> **SOAL LATIHAN 1**
Salin persis bagian tulisan tentang para ibu dan sahabat perempuan di bawah ini, antara "Beberapa hari yang" dan "yang saya kenal.", termasuk kedua ujungnya.

> **KUTIPAN TERPILIH**
▬▬▬▬▬▬▬▬▬▬

Beberapa hari yang lalu, seorang sahabat mengirimkan pesan melalui WA. Singkatnya, pesan itu berisi tentang rasa syukurnya dikelilingi oleh para perempuan yang luar biasa sebagai sahabatnya. Indah kan ya? Iya, indah, sampai saya membaca kalimat penutupnya yang bertuliskan, “…aku sedih nggak bisa kayak kalian.”
Saya sempat terkikik kecil membacanya. Sejujurnya, di saat-saat tertentu, saya juga merasa demikian di antara para perempuan-perempuan hebat yang saya kenal.
Kalimat, ‘apalah saya ini, hanya ibu rumah tangga,’ atau ‘seneng ya bisa deket sama anak, saya harus kerja seharian,’ seringkali lalu-lalang dalam setiap percakapan para ibu-ibu.
Ada saat kalimat itu diucapkan sebagai canda; yang ditertawakan bersama. Namun ada saat kalimat itu diucapkan sepenuh hati sebagai kejujuran, keluhan, kerinduan, & (seolah) rasa tak berdaya tak punya pilihan.

▬▬▬▬▬▬▬▬▬▬

> **DAFTAR ENTRI**
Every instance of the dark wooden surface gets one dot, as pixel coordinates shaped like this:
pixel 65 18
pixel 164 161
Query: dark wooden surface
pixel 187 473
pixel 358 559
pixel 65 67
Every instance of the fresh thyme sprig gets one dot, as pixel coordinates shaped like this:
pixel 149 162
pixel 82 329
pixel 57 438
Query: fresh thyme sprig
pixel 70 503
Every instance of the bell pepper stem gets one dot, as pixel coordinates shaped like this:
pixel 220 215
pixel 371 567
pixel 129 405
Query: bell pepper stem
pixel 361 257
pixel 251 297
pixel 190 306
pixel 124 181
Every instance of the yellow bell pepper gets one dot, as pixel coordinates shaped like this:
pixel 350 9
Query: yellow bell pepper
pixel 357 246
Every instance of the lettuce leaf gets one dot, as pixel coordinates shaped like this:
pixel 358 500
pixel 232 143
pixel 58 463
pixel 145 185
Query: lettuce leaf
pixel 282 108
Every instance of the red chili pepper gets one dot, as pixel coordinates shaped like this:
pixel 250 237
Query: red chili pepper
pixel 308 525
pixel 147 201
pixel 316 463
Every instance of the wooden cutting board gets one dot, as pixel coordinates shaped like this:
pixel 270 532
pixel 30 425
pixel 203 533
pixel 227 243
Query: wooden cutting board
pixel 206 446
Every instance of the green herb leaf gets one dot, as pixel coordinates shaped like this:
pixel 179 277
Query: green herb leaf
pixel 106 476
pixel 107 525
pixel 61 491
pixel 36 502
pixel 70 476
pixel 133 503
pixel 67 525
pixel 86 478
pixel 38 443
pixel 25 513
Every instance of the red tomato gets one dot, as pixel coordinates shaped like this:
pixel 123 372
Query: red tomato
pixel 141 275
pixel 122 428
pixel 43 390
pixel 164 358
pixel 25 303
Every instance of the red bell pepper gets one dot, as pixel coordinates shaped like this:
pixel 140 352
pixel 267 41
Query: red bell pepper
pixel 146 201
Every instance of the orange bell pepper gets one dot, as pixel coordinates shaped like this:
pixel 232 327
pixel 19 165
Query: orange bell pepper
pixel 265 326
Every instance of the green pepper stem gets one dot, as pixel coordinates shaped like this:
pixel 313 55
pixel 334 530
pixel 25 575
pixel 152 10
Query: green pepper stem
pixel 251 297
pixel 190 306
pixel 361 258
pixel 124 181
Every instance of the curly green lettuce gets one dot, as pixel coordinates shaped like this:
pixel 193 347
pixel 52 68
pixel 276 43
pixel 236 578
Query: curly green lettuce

▬▬▬▬▬▬▬▬▬▬

> **SOAL LATIHAN 2**
Tulis kembali entri di atas antara baris yang memuat "Every instance of the green herb" dan baris yang memuat "pixel 265 326", termasuk kedua baris itu. Ganti "bell pepper" dengan "capsicum" dan biarkan selebihnya tetap sama.

> **JAWABAN LATIHAN 1**
Beberapa hari yang lalu, seorang sahabat mengirimkan pesan melalui WA. Singkatnya, pesan itu berisi tentang rasa syukurnya dikelilingi oleh para perempuan yang luar biasa sebagai sahabatnya. Indah kan ya? Iya, indah, sampai saya membaca kalimat penutupnya yang bertuliskan, “…aku sedih nggak bisa kayak kalian.”
Saya sempat terkikik kecil membacanya. Sejujurnya, di saat-saat tertentu, saya juga merasa demikian di antara para perempuan-perempuan hebat yang saya kenal.

> **JAWABAN LATIHAN 2**
Every instance of the green herb leaf gets one dot, as pixel coordinates shaped like this:
pixel 179 277
Query: green herb leaf
pixel 106 476
pixel 107 525
pixel 61 491
pixel 36 502
pixel 70 476
pixel 133 503
pixel 67 525
pixel 86 478
pixel 38 443
pixel 25 513
Every instance of the red tomato gets one dot, as pixel coordinates shaped like this:
pixel 123 372
Query: red tomato
pixel 141 275
pixel 122 428
pixel 43 390
pixel 164 358
pixel 25 303
Every instance of the red capsicum gets one dot, as pixel coordinates shaped like this:
pixel 140 352
pixel 267 41
Query: red capsicum
pixel 146 201
Every instance of the orange capsicum gets one dot, as pixel coordinates shaped like this:
pixel 232 327
pixel 19 165
Query: orange capsicum
pixel 265 326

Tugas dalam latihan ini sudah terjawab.